[[ GIVEN PASSAGE, beginning ]]

How can macromolecular crowding affect protein stability ?

The interior of cells is a crowded environment, this can make molecules
in cells behave in radically different ways than in test-tube assays.
Therefore, the study of biochemical processes under realistically
crowded conditions is very important, since these conditions are a
ubiquitous property of all cells and crowding may be essential for
the efficient operation of metabolism. Notably, the size of such effect
is non-linear, so macromolecules are much more strongly affected than
are small molecules as amino acids. Most likely, it is due to the
fact that high concentrations of macromolecules reduce the volume
of solvent available for other molecules in the solution, which has
the result of increasing their effective concentrations. In particular,
the importance of crowding in protein folding is of great interest
in biophysics, once the crowding effect can accelerate the folding
process, given that a compact folded protein will occupy less volume
than an unfolded protein chain. However, crowding can reduce the yield
of correctly folded protein by increasing protein aggregation.

Then, we try to answer the question above by showing that all those
aforementioned complex interactions can be well-described by a straightforward
generalization of a simple Ising-like model, previously proposed by
Bakk and H?ye to account for protein folding under the influence of
a polar solvent. There proteins are described in a close analogy with
a one-dimensional homopolymer, where relevant degrees of freedom are
ascribed by contact maps built from protein residues. Thus, closed
contacts are assigned a binding energy while open contacts present
several configurations of equal (zero) energy. Additionally, we have
introduced a new long-range cooperative/competitive interaction term
that properly models inter-protein interactions (crowding). As an
outcome the model exhibits both cold and warm unfolding, which are
properly affected by the crowded environment as already verified experimentally
for several small globular proteins.

[[ GIVEN PASSAGE, end ]]

» INSTRUCTIONS
1) In the passage on macromolecular crowding, reproduce the portion from "How can macromolecular" to "in test-tube assays.", substituting "laboratory" for "test-tube".
2) According to the passage on macromolecular crowding, what new term was introduced into the generalized model?
Rely only on the passage on macromolecular crowding.

[[ LISTED RECORDS, beginning ]]

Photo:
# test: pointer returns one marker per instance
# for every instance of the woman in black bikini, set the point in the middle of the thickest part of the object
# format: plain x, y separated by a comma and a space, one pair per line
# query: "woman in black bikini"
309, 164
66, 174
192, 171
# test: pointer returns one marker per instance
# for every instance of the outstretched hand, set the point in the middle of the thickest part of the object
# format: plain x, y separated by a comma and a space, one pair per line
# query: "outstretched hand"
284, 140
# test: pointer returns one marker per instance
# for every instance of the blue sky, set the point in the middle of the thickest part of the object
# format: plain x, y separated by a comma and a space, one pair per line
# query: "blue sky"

[[ LISTED RECORDS, end ]]

» SOLUTIONS TO THE EXERCISE
1)
How can macromolecular crowding affect protein stability ?

The interior of cells is a crowded environment, this can make molecules
in cells behave in radically different ways than in laboratory assays.

2) A long-range cooperative/competitive interaction term that models inter-protein interactions (crowding).